*Entries provided*:
********

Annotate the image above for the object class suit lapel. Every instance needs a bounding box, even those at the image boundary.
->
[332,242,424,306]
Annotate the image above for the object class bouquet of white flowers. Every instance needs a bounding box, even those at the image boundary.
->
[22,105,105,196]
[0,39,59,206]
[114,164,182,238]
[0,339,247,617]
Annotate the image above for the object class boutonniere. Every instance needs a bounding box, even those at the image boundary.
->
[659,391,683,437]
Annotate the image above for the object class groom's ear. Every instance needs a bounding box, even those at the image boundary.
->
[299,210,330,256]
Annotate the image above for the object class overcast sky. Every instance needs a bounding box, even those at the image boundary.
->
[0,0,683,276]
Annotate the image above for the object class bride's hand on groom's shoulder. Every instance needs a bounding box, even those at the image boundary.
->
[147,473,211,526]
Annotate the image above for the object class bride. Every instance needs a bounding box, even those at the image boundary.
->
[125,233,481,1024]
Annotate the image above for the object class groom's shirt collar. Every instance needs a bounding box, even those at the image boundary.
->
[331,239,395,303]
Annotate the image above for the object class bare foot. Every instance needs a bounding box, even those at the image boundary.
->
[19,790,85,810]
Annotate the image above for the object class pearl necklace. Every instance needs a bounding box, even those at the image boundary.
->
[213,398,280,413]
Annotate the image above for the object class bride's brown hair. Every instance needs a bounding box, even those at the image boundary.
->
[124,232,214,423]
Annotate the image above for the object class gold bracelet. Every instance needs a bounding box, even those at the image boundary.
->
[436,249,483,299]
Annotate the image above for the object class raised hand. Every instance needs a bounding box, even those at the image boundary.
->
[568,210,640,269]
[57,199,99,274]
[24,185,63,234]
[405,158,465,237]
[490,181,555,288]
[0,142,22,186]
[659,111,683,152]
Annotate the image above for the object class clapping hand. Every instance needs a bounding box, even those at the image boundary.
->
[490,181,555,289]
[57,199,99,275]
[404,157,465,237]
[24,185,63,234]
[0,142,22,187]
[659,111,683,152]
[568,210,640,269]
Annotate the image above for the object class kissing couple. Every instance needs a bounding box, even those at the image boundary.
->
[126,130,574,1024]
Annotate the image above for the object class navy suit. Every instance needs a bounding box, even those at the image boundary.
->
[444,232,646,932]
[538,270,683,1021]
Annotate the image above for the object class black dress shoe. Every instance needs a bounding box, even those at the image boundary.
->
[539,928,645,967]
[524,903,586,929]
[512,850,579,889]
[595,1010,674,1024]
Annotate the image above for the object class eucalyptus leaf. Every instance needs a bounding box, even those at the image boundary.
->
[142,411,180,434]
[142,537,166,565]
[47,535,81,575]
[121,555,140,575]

********

*What is being asked*: Quote every line from the one containing "Annotate the image above for the object class bouquet" through the one containing "[147,473,211,526]", with both of those lines included.

*Output for this task*:
Annotate the image above for the object class bouquet of white flowers. Every instance needs a bounding box, even those at the image boundary.
->
[22,105,105,196]
[0,39,59,206]
[114,164,182,238]
[0,339,247,617]
Annotate the image above for the object class boutonniere. Every instance needs a bounding box, even those at the image boundary.
->
[659,391,683,437]
Annotate the image above for the object class groom's ear. Every instance needs a bounding box, even those at the image boundary.
->
[299,210,330,256]
Annotate the image above for the object class overcast sky. Every instance needs a bounding box, even those at the image boundary.
->
[0,0,683,276]
Annotate the image above for the object class bride's hand on groom's shoulder. Every instance needs a bounding box, even those at the image boundary.
->
[147,473,211,526]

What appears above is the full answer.